*Source records:*

• • • • •

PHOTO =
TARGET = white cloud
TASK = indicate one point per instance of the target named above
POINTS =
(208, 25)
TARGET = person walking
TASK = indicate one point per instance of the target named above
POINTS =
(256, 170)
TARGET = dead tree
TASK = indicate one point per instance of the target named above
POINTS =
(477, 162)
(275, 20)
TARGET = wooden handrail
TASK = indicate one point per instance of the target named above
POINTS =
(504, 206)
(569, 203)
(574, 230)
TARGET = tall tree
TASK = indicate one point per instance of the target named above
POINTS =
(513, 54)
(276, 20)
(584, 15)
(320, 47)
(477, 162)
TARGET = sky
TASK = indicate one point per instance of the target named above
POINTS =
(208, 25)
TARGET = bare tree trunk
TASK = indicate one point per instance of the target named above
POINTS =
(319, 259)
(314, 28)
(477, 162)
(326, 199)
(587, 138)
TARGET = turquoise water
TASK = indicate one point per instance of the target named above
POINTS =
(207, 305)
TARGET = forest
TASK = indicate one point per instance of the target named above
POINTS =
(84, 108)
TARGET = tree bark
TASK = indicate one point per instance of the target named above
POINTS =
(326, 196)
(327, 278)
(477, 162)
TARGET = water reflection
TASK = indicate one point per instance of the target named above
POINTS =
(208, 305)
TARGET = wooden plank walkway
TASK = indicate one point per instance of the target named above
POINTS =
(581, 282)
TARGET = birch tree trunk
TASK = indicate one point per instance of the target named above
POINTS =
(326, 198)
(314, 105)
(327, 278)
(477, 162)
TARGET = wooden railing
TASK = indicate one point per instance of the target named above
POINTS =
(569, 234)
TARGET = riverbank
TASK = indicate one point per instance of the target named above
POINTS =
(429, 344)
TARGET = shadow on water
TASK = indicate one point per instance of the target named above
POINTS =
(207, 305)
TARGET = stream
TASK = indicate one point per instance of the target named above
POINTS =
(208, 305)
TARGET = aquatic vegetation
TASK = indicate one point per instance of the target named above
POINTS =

• • • • •

*Given problem:* Turn the records above into a numbered list with one line per item, leaving out any blank lines.

*Problem solution:*
1. PHOTO =
2. TARGET = white cloud
3. TASK = indicate one point per instance of the target named above
4. POINTS =
5. (208, 25)
6. TARGET = person walking
7. TASK = indicate one point per instance of the target named above
8. POINTS =
9. (256, 170)
10. TARGET = dead tree
11. TASK = indicate one point per instance of the target named above
12. POINTS =
13. (477, 162)
14. (275, 20)
15. TARGET = wooden handrail
16. TASK = indicate one point per instance of the target named above
17. POINTS =
18. (504, 206)
19. (569, 203)
20. (574, 230)
21. TARGET = tall tree
22. TASK = indicate one point per instance of the target named above
23. POINTS =
24. (513, 54)
25. (276, 20)
26. (584, 15)
27. (320, 47)
28. (477, 162)
29. TARGET = sky
30. TASK = indicate one point per instance of the target named above
31. POINTS =
32. (208, 25)
33. TARGET = bare tree trunk
34. TASK = indicate one point per instance of the target named above
35. POINTS =
36. (319, 259)
37. (314, 28)
38. (477, 162)
39. (326, 199)
40. (587, 138)
41. TARGET = turquoise water
42. TASK = indicate one point per instance of the target named above
43. POINTS =
44. (207, 305)
45. TARGET = forest
46. TASK = indicate one point per instance of the target named above
47. POINTS =
48. (84, 108)
49. TARGET = tree bark
50. TASK = indicate one point per instance of the target named above
51. POINTS =
52. (326, 196)
53. (327, 278)
54. (477, 162)
55. TARGET = water reflection
56. TASK = indicate one point per instance of the target named above
57. POINTS =
58. (208, 305)
59. TARGET = wooden plank walkway
60. TASK = indicate one point per instance of the target named above
61. POINTS =
62. (581, 282)
63. TARGET = birch tree trunk
64. TASK = indicate one point per instance of the target named above
65. POINTS =
66. (326, 198)
67. (314, 105)
68. (327, 278)
69. (477, 162)
70. TARGET = wooden railing
71. TASK = indicate one point per instance of the target named above
72. POINTS =
73. (569, 234)
74. TARGET = riverbank
75. TASK = indicate one point per instance of the target named above
76. POINTS =
77. (429, 344)
78. TARGET = shadow on water
79. TASK = indicate one point per instance of the target named above
80. POINTS =
81. (207, 305)
82. TARGET = stream
83. TASK = indicate one point per instance of the target named above
84. POINTS =
85. (208, 305)
86. TARGET = aquatic vegetation
87. TASK = indicate one point per instance of the target named above
88. POINTS =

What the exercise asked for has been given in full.